Ricopia le righe seguenti cambiando ogni "drill" in "exercise" e lasciando tutto il resto com'è.

#### Materiale di lavoro:
#####
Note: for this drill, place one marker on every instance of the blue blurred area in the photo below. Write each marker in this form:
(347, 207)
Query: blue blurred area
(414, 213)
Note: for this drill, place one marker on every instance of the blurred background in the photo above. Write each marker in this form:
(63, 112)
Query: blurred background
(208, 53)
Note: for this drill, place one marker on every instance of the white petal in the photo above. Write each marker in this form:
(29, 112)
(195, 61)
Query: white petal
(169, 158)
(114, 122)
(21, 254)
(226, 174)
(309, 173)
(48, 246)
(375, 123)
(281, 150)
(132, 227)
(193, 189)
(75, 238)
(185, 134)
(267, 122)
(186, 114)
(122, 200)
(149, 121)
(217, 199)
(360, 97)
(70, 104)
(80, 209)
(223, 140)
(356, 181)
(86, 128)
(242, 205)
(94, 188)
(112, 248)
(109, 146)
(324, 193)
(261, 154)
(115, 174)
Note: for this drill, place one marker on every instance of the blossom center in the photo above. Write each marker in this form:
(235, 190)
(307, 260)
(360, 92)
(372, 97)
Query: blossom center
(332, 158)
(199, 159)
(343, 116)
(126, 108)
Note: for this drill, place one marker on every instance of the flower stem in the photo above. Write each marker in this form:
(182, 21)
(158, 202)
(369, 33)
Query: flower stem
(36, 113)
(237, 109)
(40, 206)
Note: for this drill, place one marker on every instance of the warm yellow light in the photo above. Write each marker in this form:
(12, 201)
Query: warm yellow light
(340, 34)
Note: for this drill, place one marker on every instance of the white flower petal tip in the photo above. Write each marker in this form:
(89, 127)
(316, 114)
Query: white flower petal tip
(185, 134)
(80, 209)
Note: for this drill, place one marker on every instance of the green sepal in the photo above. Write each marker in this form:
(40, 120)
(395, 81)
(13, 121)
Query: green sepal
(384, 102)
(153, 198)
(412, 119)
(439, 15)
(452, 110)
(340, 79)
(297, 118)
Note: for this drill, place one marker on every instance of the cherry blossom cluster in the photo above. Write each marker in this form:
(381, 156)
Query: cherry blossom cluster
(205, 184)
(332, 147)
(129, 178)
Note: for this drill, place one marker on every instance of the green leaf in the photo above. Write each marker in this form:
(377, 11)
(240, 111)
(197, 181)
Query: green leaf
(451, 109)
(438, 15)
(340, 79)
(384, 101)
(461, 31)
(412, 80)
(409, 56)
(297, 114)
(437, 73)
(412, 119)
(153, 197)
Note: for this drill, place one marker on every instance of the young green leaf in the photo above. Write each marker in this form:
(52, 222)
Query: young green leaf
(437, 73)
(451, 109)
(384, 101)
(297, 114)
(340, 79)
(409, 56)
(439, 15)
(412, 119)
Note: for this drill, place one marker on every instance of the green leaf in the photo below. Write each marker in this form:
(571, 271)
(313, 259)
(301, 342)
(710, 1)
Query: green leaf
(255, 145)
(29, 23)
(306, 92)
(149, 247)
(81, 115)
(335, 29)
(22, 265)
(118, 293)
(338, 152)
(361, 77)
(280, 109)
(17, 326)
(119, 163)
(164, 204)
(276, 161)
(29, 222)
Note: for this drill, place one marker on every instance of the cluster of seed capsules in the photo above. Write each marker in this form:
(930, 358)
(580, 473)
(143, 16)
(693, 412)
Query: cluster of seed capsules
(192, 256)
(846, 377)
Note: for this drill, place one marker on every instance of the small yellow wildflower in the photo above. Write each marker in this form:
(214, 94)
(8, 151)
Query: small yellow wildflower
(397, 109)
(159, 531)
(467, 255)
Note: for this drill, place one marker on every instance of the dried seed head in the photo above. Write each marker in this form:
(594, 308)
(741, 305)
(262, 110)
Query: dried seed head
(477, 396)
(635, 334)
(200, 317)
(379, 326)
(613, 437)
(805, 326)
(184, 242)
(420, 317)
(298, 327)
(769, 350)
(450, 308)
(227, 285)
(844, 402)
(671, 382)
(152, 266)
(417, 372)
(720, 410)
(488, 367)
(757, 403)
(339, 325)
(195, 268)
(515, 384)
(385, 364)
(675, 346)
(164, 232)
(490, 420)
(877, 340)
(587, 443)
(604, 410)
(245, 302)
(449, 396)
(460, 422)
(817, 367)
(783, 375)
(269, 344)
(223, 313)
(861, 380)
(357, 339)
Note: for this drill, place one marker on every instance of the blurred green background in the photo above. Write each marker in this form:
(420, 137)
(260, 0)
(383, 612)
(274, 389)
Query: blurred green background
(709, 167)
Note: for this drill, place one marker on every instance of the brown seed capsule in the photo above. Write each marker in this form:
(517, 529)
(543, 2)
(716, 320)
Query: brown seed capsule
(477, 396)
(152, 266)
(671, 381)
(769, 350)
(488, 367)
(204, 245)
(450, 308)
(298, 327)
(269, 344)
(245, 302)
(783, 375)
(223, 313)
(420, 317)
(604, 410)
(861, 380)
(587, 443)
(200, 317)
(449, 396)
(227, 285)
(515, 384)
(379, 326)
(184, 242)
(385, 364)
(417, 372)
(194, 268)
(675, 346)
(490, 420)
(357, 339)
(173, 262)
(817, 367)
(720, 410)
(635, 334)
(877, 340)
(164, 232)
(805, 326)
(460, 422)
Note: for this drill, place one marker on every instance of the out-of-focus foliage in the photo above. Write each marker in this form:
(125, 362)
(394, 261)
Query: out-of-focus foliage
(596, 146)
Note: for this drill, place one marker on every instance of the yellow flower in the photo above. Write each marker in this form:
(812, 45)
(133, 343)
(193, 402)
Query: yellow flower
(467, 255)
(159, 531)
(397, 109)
#####
#### Soluzione:
Note: for this exercise, place one marker on every instance of the blue blurred area in the photo below. Write each marker in this form:
(347, 207)
Query: blue blurred area
(414, 213)
Note: for this exercise, place one marker on every instance of the blurred background in the photo above. Write each marker in this form:
(63, 112)
Query: blurred background
(208, 53)
Note: for this exercise, place one marker on every instance of the white petal in the photo above. Write each marker in this form:
(29, 112)
(195, 61)
Query: white petal
(169, 158)
(114, 122)
(21, 254)
(226, 174)
(309, 173)
(48, 246)
(375, 123)
(281, 150)
(132, 227)
(193, 189)
(75, 238)
(185, 134)
(267, 122)
(186, 114)
(122, 200)
(149, 121)
(217, 199)
(360, 97)
(70, 104)
(80, 209)
(223, 140)
(356, 181)
(86, 128)
(242, 205)
(94, 188)
(112, 248)
(109, 146)
(324, 193)
(261, 154)
(115, 174)
Note: for this exercise, place one marker on every instance of the blossom center in the photo above. Write each marker in this form:
(235, 190)
(307, 260)
(360, 92)
(372, 97)
Query: blossom center
(332, 158)
(199, 159)
(343, 116)
(126, 108)
Note: for this exercise, place one marker on every instance of the flower stem in the photo above. Write each marker in this form:
(182, 21)
(158, 202)
(369, 33)
Query: flower stem
(36, 113)
(237, 109)
(40, 206)
Note: for this exercise, place one marker on every instance of the warm yellow light in the photo above. Write each marker in this form:
(12, 201)
Query: warm yellow light
(340, 34)
Note: for this exercise, place one marker on every instance of the white flower petal tip in the photo above. Write each marker in this form:
(89, 127)
(316, 114)
Query: white flower petal tip
(185, 134)
(80, 209)
Note: for this exercise, place one marker on every instance of the green sepal in the photo above. Write each marker in this form:
(40, 120)
(395, 81)
(13, 121)
Query: green sepal
(384, 102)
(153, 198)
(412, 119)
(439, 15)
(452, 110)
(340, 79)
(297, 118)
Note: for this exercise, place one marker on every instance of the cherry blossom cluster in the photo above. Write each marker in this form:
(381, 156)
Query: cherry blossom cluster
(205, 184)
(332, 147)
(129, 178)
Note: for this exercise, place one marker on every instance of the green leaf in the photo above. Write each marker in this form:
(377, 11)
(240, 111)
(197, 181)
Query: green leaf
(451, 109)
(438, 15)
(340, 79)
(384, 101)
(461, 31)
(412, 80)
(409, 56)
(297, 114)
(437, 73)
(412, 119)
(153, 197)
Note: for this exercise, place one marker on every instance of the young green leaf in the photo above. Write each marker in this form:
(52, 222)
Query: young green leaf
(437, 73)
(451, 109)
(384, 101)
(297, 114)
(340, 79)
(409, 56)
(439, 15)
(412, 119)
Note: for this exercise, place one marker on every instance of the green leaf in the photo below. Write each marker in this form:
(571, 271)
(313, 259)
(301, 342)
(710, 1)
Query: green leaf
(255, 145)
(29, 23)
(306, 92)
(149, 247)
(81, 115)
(335, 29)
(22, 265)
(118, 293)
(338, 152)
(361, 77)
(280, 109)
(17, 326)
(119, 163)
(164, 204)
(276, 161)
(29, 222)
Note: for this exercise, place one marker on every instance of the cluster of seed capsules in the photo above. Write each marker in this form:
(930, 358)
(580, 473)
(143, 16)
(693, 412)
Query: cluster of seed capsules
(192, 256)
(846, 377)
Note: for this exercise, place one marker on every instance of the small yellow wildflower in the photo above. Write each marker in this form:
(214, 94)
(8, 151)
Query: small yellow wildflower
(397, 109)
(159, 531)
(467, 255)
Note: for this exercise, place one marker on every instance of the dried seed head in the photo above. Write each marker in this form:
(594, 308)
(741, 305)
(262, 110)
Query: dried seed head
(477, 396)
(635, 334)
(200, 317)
(379, 326)
(613, 437)
(805, 326)
(184, 242)
(420, 317)
(298, 327)
(769, 350)
(450, 308)
(227, 285)
(844, 402)
(671, 382)
(152, 266)
(417, 372)
(720, 410)
(488, 367)
(757, 403)
(339, 325)
(195, 268)
(515, 384)
(385, 364)
(675, 346)
(164, 232)
(490, 420)
(877, 340)
(587, 443)
(604, 410)
(245, 302)
(449, 396)
(460, 422)
(817, 367)
(783, 375)
(269, 344)
(223, 313)
(861, 380)
(357, 339)
Note: for this exercise, place one marker on every instance of the blurred green background in the photo above. Write each marker in this form:
(420, 137)
(260, 0)
(383, 612)
(274, 389)
Query: blurred green background
(709, 167)
Note: for this exercise, place one marker on every instance of the brown seed capsule in the photo above. Write each marker in this form:
(517, 529)
(543, 2)
(716, 320)
Query: brown seed capsule
(477, 396)
(152, 266)
(671, 381)
(769, 350)
(488, 367)
(204, 245)
(450, 308)
(298, 327)
(269, 344)
(245, 302)
(783, 375)
(223, 313)
(420, 317)
(604, 410)
(861, 380)
(587, 443)
(200, 317)
(449, 396)
(227, 285)
(515, 384)
(379, 326)
(184, 242)
(385, 364)
(417, 372)
(194, 268)
(675, 346)
(490, 420)
(357, 339)
(173, 262)
(817, 367)
(720, 410)
(635, 334)
(877, 340)
(164, 232)
(805, 326)
(460, 422)
Note: for this exercise, place one marker on every instance of the out-of-focus foliage in the photo above. Write each marker in this form:
(125, 362)
(394, 261)
Query: out-of-focus foliage
(596, 146)
Note: for this exercise, place one marker on every instance of the yellow flower in the photo above. Write each marker in this form:
(812, 45)
(133, 343)
(193, 402)
Query: yellow flower
(467, 255)
(159, 531)
(397, 109)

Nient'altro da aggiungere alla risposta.